= Source material =
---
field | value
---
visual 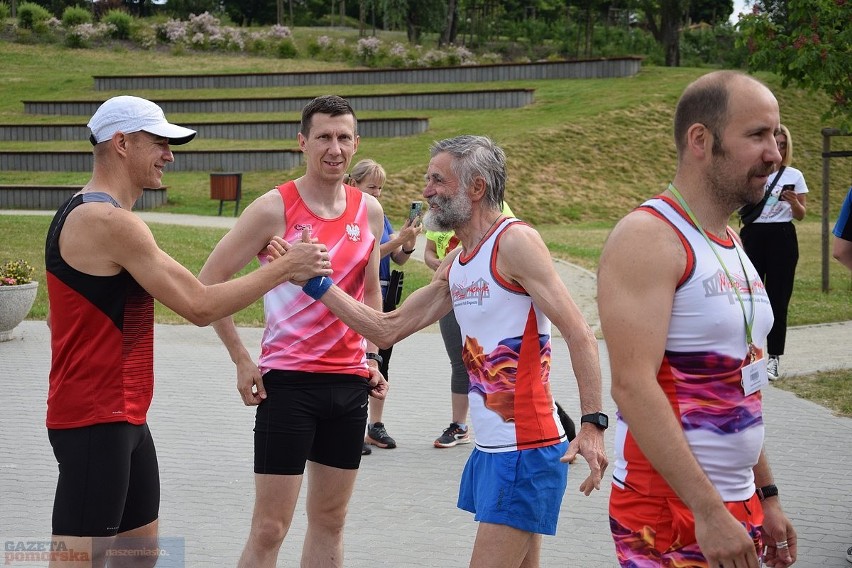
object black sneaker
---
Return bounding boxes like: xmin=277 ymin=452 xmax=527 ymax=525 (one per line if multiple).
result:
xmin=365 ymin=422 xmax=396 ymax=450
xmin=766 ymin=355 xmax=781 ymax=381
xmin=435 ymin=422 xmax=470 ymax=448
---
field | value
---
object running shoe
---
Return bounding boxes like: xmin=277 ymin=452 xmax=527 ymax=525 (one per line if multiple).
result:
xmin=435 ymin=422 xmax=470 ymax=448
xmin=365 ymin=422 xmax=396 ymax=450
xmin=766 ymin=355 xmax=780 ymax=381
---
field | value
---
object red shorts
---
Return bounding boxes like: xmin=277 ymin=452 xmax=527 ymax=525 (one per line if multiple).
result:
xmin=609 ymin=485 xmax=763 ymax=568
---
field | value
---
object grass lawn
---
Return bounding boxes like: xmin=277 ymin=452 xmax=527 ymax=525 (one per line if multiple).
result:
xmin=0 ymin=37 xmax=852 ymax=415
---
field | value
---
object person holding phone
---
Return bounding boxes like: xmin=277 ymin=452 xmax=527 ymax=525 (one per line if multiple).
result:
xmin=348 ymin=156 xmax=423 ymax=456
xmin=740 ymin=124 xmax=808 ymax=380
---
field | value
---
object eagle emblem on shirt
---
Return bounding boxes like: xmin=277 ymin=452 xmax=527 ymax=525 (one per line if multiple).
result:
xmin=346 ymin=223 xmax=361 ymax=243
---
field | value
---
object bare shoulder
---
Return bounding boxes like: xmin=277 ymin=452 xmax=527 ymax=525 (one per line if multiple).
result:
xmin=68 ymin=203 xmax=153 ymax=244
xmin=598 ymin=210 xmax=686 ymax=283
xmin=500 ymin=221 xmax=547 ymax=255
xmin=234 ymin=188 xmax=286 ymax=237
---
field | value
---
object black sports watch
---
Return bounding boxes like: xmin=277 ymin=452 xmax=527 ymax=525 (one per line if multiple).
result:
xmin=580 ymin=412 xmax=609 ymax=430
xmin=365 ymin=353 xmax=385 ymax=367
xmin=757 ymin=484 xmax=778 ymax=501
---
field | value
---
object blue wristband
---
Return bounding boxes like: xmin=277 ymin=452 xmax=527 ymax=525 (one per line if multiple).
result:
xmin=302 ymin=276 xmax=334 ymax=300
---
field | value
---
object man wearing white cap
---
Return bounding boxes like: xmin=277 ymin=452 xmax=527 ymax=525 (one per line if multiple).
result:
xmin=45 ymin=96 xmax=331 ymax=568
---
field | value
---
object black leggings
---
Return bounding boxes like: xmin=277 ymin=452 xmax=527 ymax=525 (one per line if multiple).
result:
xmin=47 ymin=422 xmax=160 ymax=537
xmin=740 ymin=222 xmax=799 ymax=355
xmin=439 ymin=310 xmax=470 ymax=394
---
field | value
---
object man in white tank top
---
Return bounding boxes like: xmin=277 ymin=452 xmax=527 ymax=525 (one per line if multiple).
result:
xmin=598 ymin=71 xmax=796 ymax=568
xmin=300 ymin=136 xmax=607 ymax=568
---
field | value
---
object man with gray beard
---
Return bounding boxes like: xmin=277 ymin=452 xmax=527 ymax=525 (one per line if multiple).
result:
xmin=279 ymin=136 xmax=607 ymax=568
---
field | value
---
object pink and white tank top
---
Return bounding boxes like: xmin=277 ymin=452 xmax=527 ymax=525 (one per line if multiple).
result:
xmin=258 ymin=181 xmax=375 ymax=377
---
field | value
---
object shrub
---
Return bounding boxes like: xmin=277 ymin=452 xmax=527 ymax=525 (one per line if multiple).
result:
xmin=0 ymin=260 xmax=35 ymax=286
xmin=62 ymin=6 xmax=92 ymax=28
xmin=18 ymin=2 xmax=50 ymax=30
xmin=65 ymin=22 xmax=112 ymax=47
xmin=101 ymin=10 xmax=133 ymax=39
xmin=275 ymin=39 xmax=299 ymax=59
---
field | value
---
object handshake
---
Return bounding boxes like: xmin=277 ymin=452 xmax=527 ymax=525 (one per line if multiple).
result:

==

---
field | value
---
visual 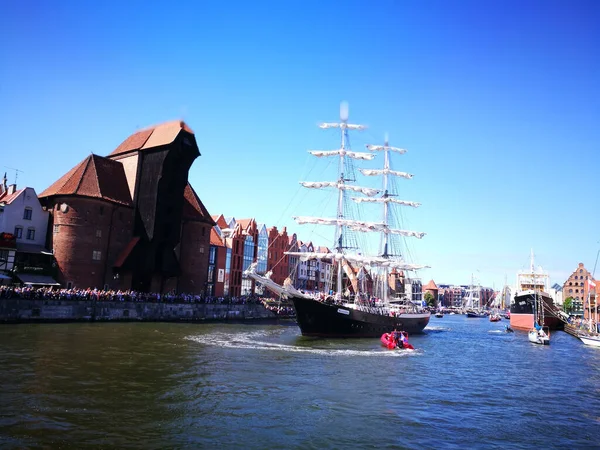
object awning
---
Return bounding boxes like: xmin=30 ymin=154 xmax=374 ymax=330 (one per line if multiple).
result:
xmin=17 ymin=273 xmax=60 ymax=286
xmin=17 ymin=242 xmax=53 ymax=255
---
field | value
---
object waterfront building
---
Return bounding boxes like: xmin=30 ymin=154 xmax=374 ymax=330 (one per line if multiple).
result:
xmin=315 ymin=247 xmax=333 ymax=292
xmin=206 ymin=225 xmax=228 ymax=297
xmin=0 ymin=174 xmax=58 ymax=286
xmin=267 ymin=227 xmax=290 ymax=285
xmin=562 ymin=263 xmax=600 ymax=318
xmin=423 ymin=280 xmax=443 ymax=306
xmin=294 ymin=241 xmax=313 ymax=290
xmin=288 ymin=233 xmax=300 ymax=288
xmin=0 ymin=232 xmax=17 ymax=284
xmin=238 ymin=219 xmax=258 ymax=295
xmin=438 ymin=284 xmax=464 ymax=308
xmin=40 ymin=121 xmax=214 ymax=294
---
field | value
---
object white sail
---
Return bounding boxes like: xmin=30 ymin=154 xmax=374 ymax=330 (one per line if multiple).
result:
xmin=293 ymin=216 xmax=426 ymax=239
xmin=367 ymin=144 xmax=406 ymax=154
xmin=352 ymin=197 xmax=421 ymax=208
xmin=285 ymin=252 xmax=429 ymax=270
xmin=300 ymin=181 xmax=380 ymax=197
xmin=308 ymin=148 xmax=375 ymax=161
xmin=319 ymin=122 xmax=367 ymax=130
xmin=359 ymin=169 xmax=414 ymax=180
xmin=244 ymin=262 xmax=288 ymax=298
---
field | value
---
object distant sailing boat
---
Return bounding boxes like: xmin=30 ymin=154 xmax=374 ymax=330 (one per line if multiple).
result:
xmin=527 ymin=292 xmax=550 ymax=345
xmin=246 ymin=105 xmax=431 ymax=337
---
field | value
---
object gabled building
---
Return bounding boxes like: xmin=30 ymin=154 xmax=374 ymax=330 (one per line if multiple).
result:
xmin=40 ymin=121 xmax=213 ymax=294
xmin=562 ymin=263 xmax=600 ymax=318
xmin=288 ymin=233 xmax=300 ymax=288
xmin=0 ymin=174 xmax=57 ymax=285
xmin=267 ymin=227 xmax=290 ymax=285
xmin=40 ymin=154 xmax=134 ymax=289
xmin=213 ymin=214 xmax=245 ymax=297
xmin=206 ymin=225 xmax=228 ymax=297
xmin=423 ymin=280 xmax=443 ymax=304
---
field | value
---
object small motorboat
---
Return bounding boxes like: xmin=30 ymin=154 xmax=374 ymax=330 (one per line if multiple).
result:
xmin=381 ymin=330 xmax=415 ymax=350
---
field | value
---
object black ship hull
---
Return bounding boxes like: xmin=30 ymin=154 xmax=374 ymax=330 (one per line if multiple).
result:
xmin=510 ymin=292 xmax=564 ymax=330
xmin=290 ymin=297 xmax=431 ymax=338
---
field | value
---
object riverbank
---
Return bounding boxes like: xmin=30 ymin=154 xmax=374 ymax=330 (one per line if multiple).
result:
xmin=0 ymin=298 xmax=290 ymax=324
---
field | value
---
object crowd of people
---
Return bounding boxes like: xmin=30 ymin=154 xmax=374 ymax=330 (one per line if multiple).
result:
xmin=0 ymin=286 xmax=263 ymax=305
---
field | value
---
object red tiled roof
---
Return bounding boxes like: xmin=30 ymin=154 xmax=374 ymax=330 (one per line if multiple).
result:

= Work required =
Count the lines in the records that contain the word "tank", treating case as significant, and reply with the number only.

= Response to this task =
2